» REQUIRED TASK
Rewrite the new-collars thread from "## schtuffy (May" up to and including "(Jul 6, 2011)", putting "mint green" in place of "lime green".

» EXTRACTED TEXT
# and... MORE new collars :)



## hmbutler (Aug 4, 2011)

So the other two I ordered from collar mania arrived :biggrin: I'm pretty happy with both, they're just a bit trickier as they are slide collars instead of buckles, and duke struggles so it's not the easiest to adjust haha once I got the second one on for a photo, I just left it on haha

Now just waiting on the fetching tags :thumb:


----------



## schtuffy (May 17, 2010)

OooOO yay!!!!! I love those colors! Seriously...I think spring/lime green is one of my favorites. It was one of my wedding colors!

They look very "spring" :biggrin:


----------



## minnieme (Jul 6, 2011)

Pretty! I really love the first one... that color looks great on him!


----------



## Ethel (Aug 14, 2011)

Beautiful, the colors look really good on his coat.


----------



## MollyWoppy (Mar 19, 2010)

Gosh, the green really does suit him too. I do love the first collar. What a blimin spoilt pup. I'm not telling Mollie, she'll want to come and live with you!


----------



## hmbutler (Aug 4, 2011)

Mollie you are more than welcome, come live with me!!

Yeah the first one is nice and bright, very spring/summery which is good  the second one actually looks a lot better in person than it does in the pic, thats the one he has on right now, and I was admiring it for most of our walk this morning hehe


----------



## Janet At Nutro (Mar 11, 2011)

Beautiful collars, love the designs!


----------

» SUPPLIED DATA
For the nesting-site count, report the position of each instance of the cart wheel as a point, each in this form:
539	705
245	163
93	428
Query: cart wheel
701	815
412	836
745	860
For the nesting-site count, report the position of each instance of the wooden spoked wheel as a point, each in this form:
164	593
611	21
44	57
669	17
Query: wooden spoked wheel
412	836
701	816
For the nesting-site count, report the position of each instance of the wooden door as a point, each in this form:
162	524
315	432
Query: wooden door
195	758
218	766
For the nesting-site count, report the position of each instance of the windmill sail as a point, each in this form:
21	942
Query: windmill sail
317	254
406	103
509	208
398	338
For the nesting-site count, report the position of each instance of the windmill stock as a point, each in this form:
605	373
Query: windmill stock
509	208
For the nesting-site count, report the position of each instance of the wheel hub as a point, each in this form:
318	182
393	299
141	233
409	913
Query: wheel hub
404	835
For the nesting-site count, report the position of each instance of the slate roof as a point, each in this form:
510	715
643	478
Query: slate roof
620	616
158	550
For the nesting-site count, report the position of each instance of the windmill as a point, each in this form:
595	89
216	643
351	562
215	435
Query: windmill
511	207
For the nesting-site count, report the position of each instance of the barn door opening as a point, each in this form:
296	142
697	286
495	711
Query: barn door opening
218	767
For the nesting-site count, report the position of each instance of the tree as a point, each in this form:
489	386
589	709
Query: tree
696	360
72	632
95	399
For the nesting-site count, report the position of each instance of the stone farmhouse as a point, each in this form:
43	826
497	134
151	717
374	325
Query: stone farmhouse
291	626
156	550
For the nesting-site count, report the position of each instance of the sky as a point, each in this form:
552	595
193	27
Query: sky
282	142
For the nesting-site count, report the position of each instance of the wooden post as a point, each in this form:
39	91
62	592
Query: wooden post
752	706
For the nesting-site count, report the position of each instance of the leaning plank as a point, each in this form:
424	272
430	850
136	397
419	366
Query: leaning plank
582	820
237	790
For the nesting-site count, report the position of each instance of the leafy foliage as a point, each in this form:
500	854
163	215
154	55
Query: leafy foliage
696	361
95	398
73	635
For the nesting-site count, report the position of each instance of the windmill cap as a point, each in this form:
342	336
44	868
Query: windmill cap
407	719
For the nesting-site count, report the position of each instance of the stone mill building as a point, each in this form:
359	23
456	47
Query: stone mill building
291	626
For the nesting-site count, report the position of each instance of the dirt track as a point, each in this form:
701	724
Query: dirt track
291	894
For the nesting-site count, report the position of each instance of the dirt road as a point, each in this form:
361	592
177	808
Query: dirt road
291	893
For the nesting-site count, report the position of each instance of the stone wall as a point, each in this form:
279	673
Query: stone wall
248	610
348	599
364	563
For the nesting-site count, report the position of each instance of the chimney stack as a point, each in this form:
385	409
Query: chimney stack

» SOLUTION
## schtuffy (May 17, 2010)

OooOO yay!!!!! I love those colors! Seriously...I think spring/mint green is one of my favorites. It was one of my wedding colors!

They look very "spring" :biggrin:


----------



## minnieme (Jul 6, 2011)